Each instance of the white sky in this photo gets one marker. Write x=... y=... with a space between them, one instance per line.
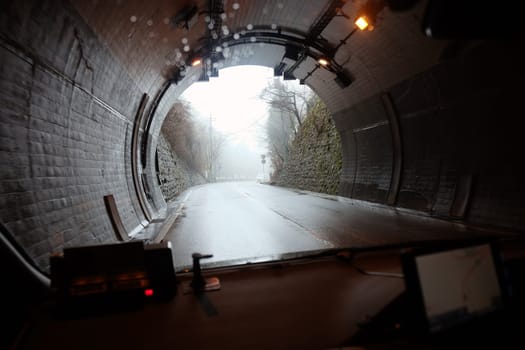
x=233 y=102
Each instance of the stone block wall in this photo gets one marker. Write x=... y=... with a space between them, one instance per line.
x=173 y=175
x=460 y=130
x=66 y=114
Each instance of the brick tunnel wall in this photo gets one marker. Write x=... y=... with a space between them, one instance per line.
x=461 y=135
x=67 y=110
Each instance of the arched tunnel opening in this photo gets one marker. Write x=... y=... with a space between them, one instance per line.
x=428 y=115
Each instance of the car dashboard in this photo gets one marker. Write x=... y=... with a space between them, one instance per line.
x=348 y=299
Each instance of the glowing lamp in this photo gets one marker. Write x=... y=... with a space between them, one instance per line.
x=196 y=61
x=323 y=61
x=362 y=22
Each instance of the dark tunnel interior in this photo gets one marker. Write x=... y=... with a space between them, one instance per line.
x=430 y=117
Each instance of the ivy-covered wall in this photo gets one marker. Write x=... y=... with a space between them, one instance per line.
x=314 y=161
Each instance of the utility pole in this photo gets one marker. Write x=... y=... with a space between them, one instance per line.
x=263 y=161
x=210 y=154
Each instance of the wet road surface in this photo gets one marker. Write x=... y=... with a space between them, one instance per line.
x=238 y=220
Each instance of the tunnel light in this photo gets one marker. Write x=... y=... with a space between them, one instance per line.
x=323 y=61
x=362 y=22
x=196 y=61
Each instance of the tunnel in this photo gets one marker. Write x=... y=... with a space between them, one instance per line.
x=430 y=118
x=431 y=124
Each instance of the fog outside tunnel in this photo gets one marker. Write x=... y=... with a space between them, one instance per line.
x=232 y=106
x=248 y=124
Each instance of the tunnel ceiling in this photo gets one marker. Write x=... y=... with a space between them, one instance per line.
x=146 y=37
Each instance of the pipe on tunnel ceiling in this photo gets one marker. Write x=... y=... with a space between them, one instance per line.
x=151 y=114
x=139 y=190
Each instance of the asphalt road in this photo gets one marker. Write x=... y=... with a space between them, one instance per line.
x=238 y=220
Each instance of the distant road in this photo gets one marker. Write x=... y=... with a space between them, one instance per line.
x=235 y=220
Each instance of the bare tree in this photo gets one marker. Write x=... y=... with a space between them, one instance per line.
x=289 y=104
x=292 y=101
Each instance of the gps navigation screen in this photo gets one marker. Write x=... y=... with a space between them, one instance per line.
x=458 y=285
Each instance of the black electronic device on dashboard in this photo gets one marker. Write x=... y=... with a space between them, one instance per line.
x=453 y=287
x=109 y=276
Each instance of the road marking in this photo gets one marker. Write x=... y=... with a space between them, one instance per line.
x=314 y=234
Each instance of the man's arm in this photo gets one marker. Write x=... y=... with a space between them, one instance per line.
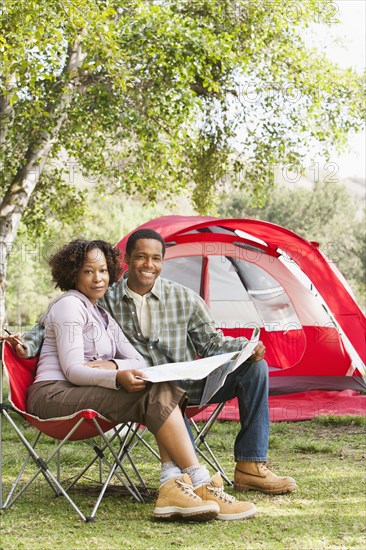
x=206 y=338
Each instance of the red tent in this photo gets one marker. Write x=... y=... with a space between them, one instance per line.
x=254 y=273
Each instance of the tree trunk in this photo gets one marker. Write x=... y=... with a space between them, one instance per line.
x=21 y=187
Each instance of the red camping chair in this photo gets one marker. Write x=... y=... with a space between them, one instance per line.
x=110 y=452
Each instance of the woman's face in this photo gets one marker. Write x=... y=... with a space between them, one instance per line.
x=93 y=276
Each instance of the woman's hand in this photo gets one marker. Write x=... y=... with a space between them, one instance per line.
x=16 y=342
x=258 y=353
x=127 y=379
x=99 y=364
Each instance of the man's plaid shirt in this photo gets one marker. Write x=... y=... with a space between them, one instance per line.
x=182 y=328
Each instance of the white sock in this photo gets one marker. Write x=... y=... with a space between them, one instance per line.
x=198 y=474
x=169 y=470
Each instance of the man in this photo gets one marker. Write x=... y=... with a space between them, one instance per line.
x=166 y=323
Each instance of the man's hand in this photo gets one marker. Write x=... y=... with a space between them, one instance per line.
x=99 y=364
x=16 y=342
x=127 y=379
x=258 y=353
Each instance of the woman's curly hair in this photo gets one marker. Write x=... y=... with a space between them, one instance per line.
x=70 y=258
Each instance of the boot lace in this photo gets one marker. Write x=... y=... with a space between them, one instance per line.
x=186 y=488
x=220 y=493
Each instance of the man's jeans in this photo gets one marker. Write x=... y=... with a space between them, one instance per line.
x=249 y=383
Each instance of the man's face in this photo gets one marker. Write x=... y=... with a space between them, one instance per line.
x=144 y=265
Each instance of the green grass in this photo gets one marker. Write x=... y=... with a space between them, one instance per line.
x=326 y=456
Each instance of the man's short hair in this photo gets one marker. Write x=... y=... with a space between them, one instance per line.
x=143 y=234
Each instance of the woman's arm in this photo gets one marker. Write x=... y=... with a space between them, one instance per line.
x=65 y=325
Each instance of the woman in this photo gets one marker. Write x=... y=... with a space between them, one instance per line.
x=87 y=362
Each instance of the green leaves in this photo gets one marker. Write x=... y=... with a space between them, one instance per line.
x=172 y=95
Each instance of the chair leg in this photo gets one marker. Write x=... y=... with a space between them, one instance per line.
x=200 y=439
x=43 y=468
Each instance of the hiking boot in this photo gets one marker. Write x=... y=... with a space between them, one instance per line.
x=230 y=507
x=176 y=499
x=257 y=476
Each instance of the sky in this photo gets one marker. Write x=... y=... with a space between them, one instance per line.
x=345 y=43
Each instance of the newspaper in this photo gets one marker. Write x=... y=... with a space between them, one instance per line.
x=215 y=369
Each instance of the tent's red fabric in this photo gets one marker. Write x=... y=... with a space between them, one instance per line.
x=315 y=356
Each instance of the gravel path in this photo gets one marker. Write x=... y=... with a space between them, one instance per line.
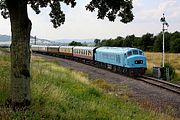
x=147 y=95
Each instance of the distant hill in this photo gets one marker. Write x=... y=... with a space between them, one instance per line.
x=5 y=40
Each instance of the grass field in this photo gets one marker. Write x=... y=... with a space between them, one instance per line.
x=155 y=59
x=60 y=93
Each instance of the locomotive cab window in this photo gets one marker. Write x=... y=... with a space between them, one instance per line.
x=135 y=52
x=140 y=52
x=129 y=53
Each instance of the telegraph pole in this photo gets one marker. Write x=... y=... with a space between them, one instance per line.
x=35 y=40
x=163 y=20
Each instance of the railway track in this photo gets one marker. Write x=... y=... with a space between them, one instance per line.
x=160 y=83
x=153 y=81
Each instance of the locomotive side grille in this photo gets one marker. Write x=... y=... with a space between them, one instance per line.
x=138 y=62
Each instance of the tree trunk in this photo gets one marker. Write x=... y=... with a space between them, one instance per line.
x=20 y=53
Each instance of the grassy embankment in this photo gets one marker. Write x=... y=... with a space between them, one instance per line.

[Exercise instructions]: The line containing "Each instance of the sky" and every line after it, through the end of the data, are to be output exactly. Omit the pictures.

[Exercise result]:
Each instance of the sky in this photo gets one marker. Write x=... y=... with a space between them, one instance per line.
x=345 y=43
Each instance of the newspaper in this photo gets one marker. Write x=... y=... with a space between them, one instance per line.
x=215 y=369
Each instance of the tent's red fabric in this photo gets one marker. Write x=... y=... with a space between them, one instance per line.
x=315 y=356
Each instance of the gravel path in this photo gets one marker. Write x=... y=... with a space between them, one instance per line.
x=147 y=95
Each instance of the distant hill in this photo gets one marker. Write x=... y=... with a space between them, one instance per line.
x=5 y=40
Each instance of the grass field in this photo gets one marker. Write x=... y=... with a space between them, one instance per line.
x=155 y=59
x=60 y=93
Each instance of the locomotive cab window in this photo gets one marker. Write x=... y=... with a space between them, one instance per line.
x=135 y=52
x=140 y=52
x=129 y=53
Each instance of the telegraph pole in this photo gets one marker. Write x=... y=... with a space between them, one instance per line.
x=35 y=40
x=163 y=20
Each instance of the railway track in this photo gets one marker. Write x=... y=... with a space between them, one instance per line.
x=160 y=83
x=153 y=81
Each instance of the locomotive side grille in this photo gets one marker. Write x=... y=... with a space between them, one instance per line.
x=138 y=62
Each instance of the tree trunk in this photo gets one marker. Write x=... y=... with a space between them, one instance per line.
x=20 y=53
Each instance of the grassy embankment in this photo gets one marker. Write x=... y=... with a space between them, one instance per line.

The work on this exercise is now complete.